#### The task
Repeat each record below exactly, dropping the pictures.

#### Records for the exercise
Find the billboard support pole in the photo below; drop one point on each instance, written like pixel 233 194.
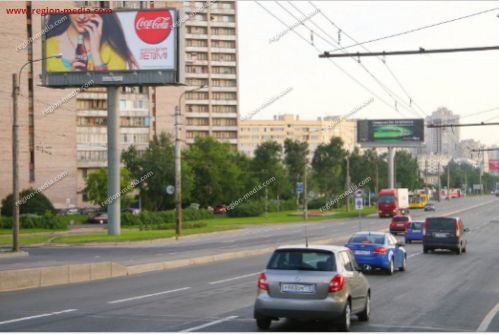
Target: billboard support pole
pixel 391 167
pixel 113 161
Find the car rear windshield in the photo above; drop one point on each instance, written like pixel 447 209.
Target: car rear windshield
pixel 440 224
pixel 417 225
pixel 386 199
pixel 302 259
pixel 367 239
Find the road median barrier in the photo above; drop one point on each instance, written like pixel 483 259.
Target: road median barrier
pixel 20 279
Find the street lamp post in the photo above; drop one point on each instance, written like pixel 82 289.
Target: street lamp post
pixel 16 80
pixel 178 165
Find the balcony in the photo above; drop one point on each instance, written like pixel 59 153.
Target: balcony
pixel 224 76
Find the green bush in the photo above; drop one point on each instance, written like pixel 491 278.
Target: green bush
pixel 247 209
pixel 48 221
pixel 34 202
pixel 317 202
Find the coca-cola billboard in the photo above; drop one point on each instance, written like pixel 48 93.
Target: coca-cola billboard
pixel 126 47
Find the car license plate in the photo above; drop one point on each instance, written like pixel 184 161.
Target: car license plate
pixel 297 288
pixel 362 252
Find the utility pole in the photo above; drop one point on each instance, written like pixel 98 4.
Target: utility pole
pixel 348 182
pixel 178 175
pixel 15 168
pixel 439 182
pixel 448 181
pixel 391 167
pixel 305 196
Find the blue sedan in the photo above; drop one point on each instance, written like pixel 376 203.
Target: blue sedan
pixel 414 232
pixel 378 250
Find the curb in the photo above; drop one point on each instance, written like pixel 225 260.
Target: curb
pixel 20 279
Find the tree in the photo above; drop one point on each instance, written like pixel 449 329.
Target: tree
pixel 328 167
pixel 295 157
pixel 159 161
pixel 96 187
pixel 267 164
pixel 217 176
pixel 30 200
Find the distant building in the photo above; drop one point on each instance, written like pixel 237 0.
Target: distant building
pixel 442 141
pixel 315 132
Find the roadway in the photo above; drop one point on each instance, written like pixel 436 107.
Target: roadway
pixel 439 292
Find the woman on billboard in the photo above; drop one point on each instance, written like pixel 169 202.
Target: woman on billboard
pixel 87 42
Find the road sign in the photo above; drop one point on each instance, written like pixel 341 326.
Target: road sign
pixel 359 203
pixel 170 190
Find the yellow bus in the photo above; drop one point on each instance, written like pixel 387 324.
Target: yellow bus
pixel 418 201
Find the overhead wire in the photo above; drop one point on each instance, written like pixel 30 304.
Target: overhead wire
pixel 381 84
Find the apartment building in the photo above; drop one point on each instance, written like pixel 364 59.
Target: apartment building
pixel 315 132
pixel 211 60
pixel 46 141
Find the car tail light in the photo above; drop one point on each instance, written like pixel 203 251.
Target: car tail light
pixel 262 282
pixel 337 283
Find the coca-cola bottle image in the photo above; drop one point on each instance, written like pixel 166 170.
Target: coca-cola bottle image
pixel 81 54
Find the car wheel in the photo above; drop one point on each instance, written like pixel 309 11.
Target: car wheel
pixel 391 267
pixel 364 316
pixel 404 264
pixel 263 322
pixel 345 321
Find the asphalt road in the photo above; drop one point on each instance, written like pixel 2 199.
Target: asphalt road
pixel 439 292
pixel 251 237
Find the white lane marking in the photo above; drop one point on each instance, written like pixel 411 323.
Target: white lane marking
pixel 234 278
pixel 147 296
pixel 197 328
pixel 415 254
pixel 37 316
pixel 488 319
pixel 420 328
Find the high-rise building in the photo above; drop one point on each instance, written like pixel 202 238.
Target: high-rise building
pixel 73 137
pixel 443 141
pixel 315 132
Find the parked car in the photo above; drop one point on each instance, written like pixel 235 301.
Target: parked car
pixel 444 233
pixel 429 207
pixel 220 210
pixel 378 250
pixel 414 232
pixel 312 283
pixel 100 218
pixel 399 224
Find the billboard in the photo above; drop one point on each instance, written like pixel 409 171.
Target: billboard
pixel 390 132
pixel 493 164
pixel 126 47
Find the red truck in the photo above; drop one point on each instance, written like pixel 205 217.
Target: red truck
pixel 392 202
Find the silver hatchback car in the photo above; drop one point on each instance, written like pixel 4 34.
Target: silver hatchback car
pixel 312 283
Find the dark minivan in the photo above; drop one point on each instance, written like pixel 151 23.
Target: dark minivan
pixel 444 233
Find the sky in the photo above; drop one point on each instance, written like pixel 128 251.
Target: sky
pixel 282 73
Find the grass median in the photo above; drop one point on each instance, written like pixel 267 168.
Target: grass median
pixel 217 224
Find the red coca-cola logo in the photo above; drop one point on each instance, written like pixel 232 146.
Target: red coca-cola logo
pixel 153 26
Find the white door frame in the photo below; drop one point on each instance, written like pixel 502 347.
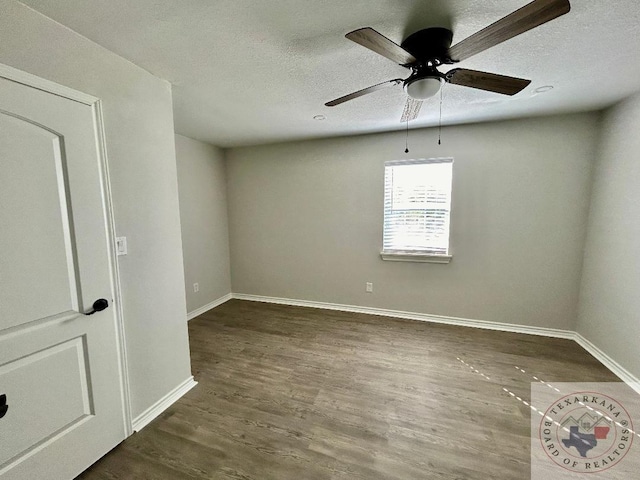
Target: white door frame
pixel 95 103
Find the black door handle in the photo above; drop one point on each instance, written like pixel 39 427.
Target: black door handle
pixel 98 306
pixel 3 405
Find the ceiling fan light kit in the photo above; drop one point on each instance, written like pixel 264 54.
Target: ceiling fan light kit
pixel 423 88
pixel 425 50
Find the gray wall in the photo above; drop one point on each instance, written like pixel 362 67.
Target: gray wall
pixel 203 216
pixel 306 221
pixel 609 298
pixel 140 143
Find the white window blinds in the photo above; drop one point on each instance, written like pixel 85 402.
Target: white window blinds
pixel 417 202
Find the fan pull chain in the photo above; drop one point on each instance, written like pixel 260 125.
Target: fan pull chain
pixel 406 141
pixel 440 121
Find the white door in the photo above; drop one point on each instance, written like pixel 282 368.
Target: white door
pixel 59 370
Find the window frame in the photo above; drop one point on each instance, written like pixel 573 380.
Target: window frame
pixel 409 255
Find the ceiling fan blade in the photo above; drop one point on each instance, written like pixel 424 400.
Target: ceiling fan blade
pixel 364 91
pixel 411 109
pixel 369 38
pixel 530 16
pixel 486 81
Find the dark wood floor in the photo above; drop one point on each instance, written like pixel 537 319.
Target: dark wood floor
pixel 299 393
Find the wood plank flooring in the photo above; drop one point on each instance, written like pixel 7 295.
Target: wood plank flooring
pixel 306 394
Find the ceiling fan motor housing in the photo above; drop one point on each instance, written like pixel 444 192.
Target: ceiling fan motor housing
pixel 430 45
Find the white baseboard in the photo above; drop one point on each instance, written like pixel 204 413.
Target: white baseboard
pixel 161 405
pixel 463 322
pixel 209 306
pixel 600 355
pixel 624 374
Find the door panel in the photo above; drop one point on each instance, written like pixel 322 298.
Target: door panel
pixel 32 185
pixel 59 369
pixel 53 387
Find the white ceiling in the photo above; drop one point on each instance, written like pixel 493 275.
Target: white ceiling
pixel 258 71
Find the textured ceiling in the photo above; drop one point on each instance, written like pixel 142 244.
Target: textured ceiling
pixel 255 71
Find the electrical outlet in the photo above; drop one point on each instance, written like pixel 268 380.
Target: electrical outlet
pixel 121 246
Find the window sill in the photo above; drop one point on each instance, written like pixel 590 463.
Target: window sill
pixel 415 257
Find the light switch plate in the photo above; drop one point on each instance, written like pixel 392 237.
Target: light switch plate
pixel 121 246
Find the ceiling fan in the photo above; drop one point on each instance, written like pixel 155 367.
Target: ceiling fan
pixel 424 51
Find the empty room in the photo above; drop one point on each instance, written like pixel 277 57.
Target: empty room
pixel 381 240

#### Exercise output
Find the billboard support pole in the photo below; drop one point on each instance, written like pixel 233 194.
Target: billboard support pole
pixel 391 167
pixel 113 161
Find the car rear windshield in the photo above; drop one point on each instance, written like pixel 447 209.
Target: car rear windshield
pixel 440 224
pixel 417 225
pixel 386 199
pixel 302 259
pixel 367 239
Find the road median barrier in the photo above; drop one point on each instance, written like pixel 483 259.
Target: road median barrier
pixel 20 279
Find the street lamp post in the photo above; drop one point on each instance, written like pixel 82 289.
Target: street lamp post
pixel 16 80
pixel 178 165
Find the balcony in the photo above; drop one point on each instance, written like pixel 59 153.
Target: balcony
pixel 224 76
Find the green bush in the photo above; drop one point on each instance, written like pixel 491 278.
Target: green bush
pixel 247 209
pixel 48 221
pixel 34 202
pixel 317 202
Find the coca-cola billboard in the photo above; drop one point on each instance, written like pixel 48 93.
Target: coca-cola billboard
pixel 126 47
Find the car license plate in the photo above; drop one point on each instance, written like pixel 184 161.
Target: car license plate
pixel 297 288
pixel 362 252
Find the utility pole in the photo above; drop one point on each instance, written like pixel 98 4.
Target: utility pole
pixel 348 182
pixel 178 175
pixel 15 168
pixel 439 182
pixel 448 181
pixel 391 167
pixel 305 196
Find the blue sedan in the photo above; drop one point on each instance, written like pixel 376 203.
Target: blue sedan
pixel 414 232
pixel 378 250
Find the curb in the photo above; drop one point on each instance, written like pixel 225 260.
Target: curb
pixel 20 279
Find the tree in the photo above; drop one point on each instance, written like pixel 449 329.
Target: tree
pixel 328 167
pixel 295 157
pixel 159 161
pixel 96 187
pixel 267 164
pixel 217 176
pixel 30 200
Find the distant building in the photo above; drop one point on each instance, written like pixel 237 0.
Target: distant building
pixel 442 141
pixel 315 132
Find the roadway in the photo above; drop one point on each instance, written like pixel 436 107.
Target: roadway
pixel 439 292
Find the woman on billboard in the photo above; drop one point on each instance, written like pixel 169 202.
Target: woman on billboard
pixel 87 42
Find the road sign in the photo above; drop one point on each instance, written like pixel 341 326.
Target: road sign
pixel 359 203
pixel 170 190
Find the yellow bus in the photo above; drop one point on each instance, written like pixel 387 324.
Target: yellow bus
pixel 418 201
Find the overhead wire in the photo above; drop one point on each instance, written like pixel 30 304.
Target: overhead wire
pixel 381 84
Find the apartment building in the photo above; drop one point on each instance, written like pixel 364 59.
Target: apartment building
pixel 315 132
pixel 211 60
pixel 46 141
Find the car tail light in the photo above; drop one point on each instance, written like pixel 203 251.
Target: car tail light
pixel 262 282
pixel 337 283
Find the coca-cola bottle image in the photo above; drop one point on each instance, written like pixel 166 170.
Target: coca-cola bottle image
pixel 81 54
Find the car wheel in the photo above; drop one point on each instance, written like pixel 309 11.
Target: car wheel
pixel 391 267
pixel 364 316
pixel 404 264
pixel 263 322
pixel 345 321
Find the asphalt road in the photo above; drop one point on each instance, written like pixel 2 199.
Target: asphalt road
pixel 439 292
pixel 251 237
Find the white lane marking in the photo above; drop one point on each instance, written like pixel 411 323.
Target: white lane marking
pixel 234 278
pixel 147 296
pixel 197 328
pixel 415 254
pixel 37 316
pixel 488 319
pixel 420 328
Find the high-rise building in the photo above; drop one point on each instance, written like pixel 202 238.
Target: high-rise building
pixel 73 137
pixel 443 141
pixel 315 132
Find the parked car in the photo above; drop one point on each instance, written like pixel 235 301.
Target: parked car
pixel 444 233
pixel 429 207
pixel 220 210
pixel 378 250
pixel 414 232
pixel 312 283
pixel 100 218
pixel 399 224
Find the billboard in the photo above; drop one point on each instance, written like pixel 409 171.
Target: billboard
pixel 390 132
pixel 493 164
pixel 126 47
Find the red truck in the photo above; drop one point on each instance, written like pixel 205 217.
Target: red truck
pixel 392 202
Find the silver hatchback car in the photo above; drop one point on each instance, written like pixel 4 34.
Target: silver hatchback car
pixel 312 283
Find the dark minivan in the photo above; drop one point on each instance, written like pixel 151 23.
Target: dark minivan
pixel 444 233
Find the sky in the photo above; drop one point on each instance, written like pixel 128 251.
Target: sky
pixel 282 73
Find the grass median in the photo above; drop one point on each instance, written like pixel 267 168.
Target: grass median
pixel 217 224
Find the red coca-cola logo in the photo above; drop one point on each instance, written like pixel 232 146.
Target: red coca-cola logo
pixel 153 26
Find the white door frame in the photo below; drop one point on each instance, written like pixel 502 347.
Target: white door frame
pixel 95 103
Find the black door handle in the photo above; drop one point on each instance, written like pixel 39 427.
Target: black door handle
pixel 98 306
pixel 3 405
Find the ceiling fan light kit in the photo above; drop one point on each instance, written like pixel 264 54.
Target: ceiling fan light kit
pixel 423 88
pixel 425 50
Find the gray wall in the photo above; drop one point on each instance, written like pixel 362 67.
Target: gray wall
pixel 203 216
pixel 306 221
pixel 609 298
pixel 140 143
Find the white window blinds in the photo above; drop one point on each instance, written like pixel 85 402.
Target: white window blinds
pixel 417 202
Find the fan pull chain in the photo above; drop one point on each instance, written like pixel 260 125.
Target: fan pull chain
pixel 406 141
pixel 440 121
Find the white door in the photo above; drop one point on each instance, written like pixel 282 368.
Target: white door
pixel 59 370
Find the window frame in the photo above; drop one point on each instance, written like pixel 573 380.
Target: window frame
pixel 409 255
Find the ceiling fan blade in the photo above; drop one point on each instance, written like pixel 424 400.
Target: ceiling fan blade
pixel 364 91
pixel 411 109
pixel 369 38
pixel 530 16
pixel 486 81
Find the dark wood floor in the photo above; drop one point on each instance, written like pixel 537 319.
Target: dark wood floor
pixel 299 393
Find the wood plank flooring in the photo above; drop one point on each instance, written like pixel 7 295.
Target: wood plank flooring
pixel 306 394
Find the ceiling fan motor housing in the photo above; drop one point on each instance, written like pixel 444 192.
Target: ceiling fan motor housing
pixel 430 45
Find the white baseboard in the photo above; drop one point on each instance, written like pixel 204 413.
Target: white baseboard
pixel 161 405
pixel 463 322
pixel 209 306
pixel 600 355
pixel 624 374
Find the door panel in the photo above; drop one point on each instance, written like pixel 322 298.
Target: door panel
pixel 32 185
pixel 59 369
pixel 53 387
Find the white ceiling in the photo above; drop one point on each instance, written like pixel 493 275.
Target: white ceiling
pixel 258 71
Find the textured ceiling in the photo above; drop one point on each instance, written like pixel 142 244.
Target: textured ceiling
pixel 255 71
Find the electrical outlet in the photo above; drop one point on each instance, written like pixel 268 380.
Target: electrical outlet
pixel 121 246
Find the window sill in the photo above; drop one point on each instance, written like pixel 590 463.
Target: window sill
pixel 415 257
Find the light switch plate in the photo above; drop one point on each instance, written like pixel 392 237.
Target: light switch plate
pixel 121 246
Find the ceiling fan in the photo above; drop one point on each instance, written like pixel 155 367.
Target: ceiling fan
pixel 424 51
Find the empty room in the photo above; drop one point on each instance, written like pixel 277 57.
Target: empty room
pixel 381 240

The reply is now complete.